• [WRITTEN PROBLEM] Can you repeat the Felix Sobolev text below word for word, taking everything from "The direction of" down to "and Andrei Zagdansky."?

• [SELECTED EXTRACT]
Ukrainian documentary filmmaker

Felix Mikhailovich Sobolev (1931–1984) was a Soviet Ukrainian documentary filmmaker and a founder and leader of the Kiev School of Scientific Cinema. He received numerous honours for his works, including Honored Artist of the Ukrainian SSR, the MV Lomonosov Prize of the Academy of Sciences of the Soviet Union and the USSR State Prize.

==Biography==

Felix Sobolev was born on 25 July 1931 in Kharkiv, Ukraine SSR, the son of a worker. He enrolled at the Kyiv National I. K. Karpenko-Kary Theatre, Cinema and Television University and graduated from the acting program in 1953 and the directing program in 1959.

In 1959, Sobolev began working for Kievnauchfilm ( the Kyiv Film Studio of Popular Science Films), a state film studio in Kyiv. In 1973, he became artistic director of the studio of scientific cinema at his alma mater.

He was a member of the Union of Cinematographers of the USSR from 1956.

Sobolev died on 20 April 1984 in Kyiv. He was buried in the Berkivtsi City Cemetery.

==Influence==

In the mid-1960s, Sobolev revolutionized the concept of popular science cinematography. His films The Language of Animals (1967), Do Animals Think (1969) and Seven Steps to the Horizon (1968) were broadly popular, selling out cinemas. His "experiment in the frame" technique made the audience member a witness to experiments proposed by scientists. By the 1970s, Sobolev became disillusioned with the physical sciences, according to his student Alexander Rodnyansky, and began to make films about psychology. Radical for its time, his 1971 film Me and Others made the audience part of an experiment on conformal behaviour and group pressure.

The direction of his work changed with the 1974 short film Biosphere! Time of Awareness, a film essay about the world and a person's place in it. This was followed by the 10-minute film Feat which was shot in close quarters. Both films made intensive use of combined filming and had significant impact on the development of non-fiction films of the time.

Sobolev also influenced a generation of students at the Institute of Theatre Arts and young directors at Kievnauchfilm, where he was the undisputed leader. These included Rodnyansky, Anatoly Borsyuk, Victor Olender, Yosif Pasternak, and Andrei Zagdansky.

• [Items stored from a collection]

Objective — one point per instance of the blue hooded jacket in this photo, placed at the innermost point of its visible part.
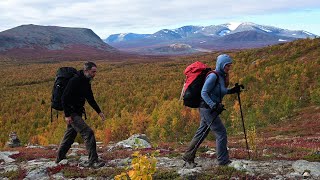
(212, 92)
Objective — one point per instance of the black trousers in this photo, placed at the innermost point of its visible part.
(78, 126)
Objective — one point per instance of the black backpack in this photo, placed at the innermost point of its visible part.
(63, 75)
(196, 74)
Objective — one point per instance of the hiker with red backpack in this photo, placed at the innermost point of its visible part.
(77, 91)
(210, 106)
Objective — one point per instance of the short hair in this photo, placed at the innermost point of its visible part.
(89, 65)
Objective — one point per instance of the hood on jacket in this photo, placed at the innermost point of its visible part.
(222, 61)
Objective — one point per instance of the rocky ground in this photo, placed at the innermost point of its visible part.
(284, 151)
(37, 162)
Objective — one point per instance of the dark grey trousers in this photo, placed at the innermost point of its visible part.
(78, 126)
(220, 133)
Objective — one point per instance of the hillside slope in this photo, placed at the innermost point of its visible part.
(279, 81)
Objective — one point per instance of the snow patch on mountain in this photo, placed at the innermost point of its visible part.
(224, 32)
(233, 25)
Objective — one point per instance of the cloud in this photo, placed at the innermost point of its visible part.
(115, 16)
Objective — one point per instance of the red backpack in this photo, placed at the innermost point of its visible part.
(196, 74)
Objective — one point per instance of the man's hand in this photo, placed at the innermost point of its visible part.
(236, 89)
(68, 120)
(218, 108)
(102, 116)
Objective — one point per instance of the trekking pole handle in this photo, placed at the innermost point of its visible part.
(239, 85)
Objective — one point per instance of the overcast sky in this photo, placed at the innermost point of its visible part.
(106, 17)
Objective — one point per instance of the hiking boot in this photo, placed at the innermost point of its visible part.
(96, 164)
(58, 159)
(190, 165)
(225, 163)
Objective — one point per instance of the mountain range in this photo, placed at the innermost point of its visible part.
(35, 42)
(205, 38)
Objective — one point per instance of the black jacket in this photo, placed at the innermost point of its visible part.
(77, 91)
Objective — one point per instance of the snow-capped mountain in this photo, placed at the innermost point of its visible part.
(214, 37)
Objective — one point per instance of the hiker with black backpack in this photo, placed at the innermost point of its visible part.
(210, 106)
(77, 91)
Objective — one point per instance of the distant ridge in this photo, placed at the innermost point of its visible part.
(208, 38)
(54, 43)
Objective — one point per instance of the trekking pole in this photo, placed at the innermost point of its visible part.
(244, 129)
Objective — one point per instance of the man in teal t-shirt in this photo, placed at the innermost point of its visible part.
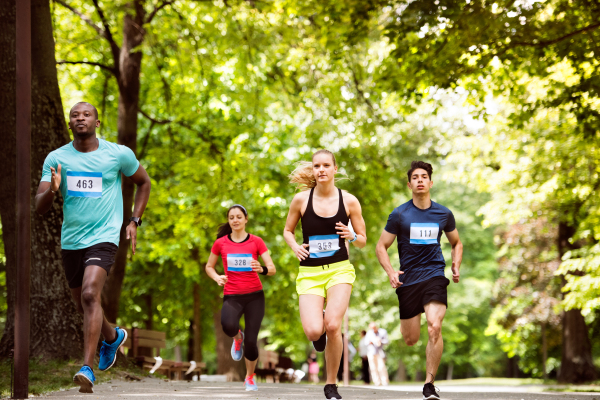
(87, 172)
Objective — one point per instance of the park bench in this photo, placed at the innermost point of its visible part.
(144, 349)
(271, 366)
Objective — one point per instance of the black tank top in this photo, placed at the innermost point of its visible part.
(326, 246)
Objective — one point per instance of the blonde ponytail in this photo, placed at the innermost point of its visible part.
(303, 177)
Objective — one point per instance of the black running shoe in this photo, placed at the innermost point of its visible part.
(331, 392)
(430, 392)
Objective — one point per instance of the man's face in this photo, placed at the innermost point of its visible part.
(82, 120)
(420, 183)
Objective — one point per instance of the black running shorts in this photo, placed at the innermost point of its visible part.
(413, 298)
(75, 261)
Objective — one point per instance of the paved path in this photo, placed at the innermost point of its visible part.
(151, 388)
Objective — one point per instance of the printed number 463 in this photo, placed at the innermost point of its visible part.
(83, 184)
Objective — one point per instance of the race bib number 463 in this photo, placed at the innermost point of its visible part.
(84, 184)
(239, 262)
(424, 233)
(321, 246)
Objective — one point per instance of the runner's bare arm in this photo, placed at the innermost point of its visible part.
(268, 263)
(142, 194)
(456, 244)
(212, 273)
(47, 191)
(358, 223)
(300, 251)
(384, 243)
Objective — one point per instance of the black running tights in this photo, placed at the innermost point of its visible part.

• [OUTPUT]
The direction of his work changed with the 1974 short film Biosphere! Time of Awareness, a film essay about the world and a person's place in it. This was followed by the 10-minute film Feat which was shot in close quarters. Both films made intensive use of combined filming and had significant impact on the development of non-fiction films of the time.

Sobolev also influenced a generation of students at the Institute of Theatre Arts and young directors at Kievnauchfilm, where he was the undisputed leader. These included Rodnyansky, Anatoly Borsyuk, Victor Olender, Yosif Pasternak, and Andrei Zagdansky.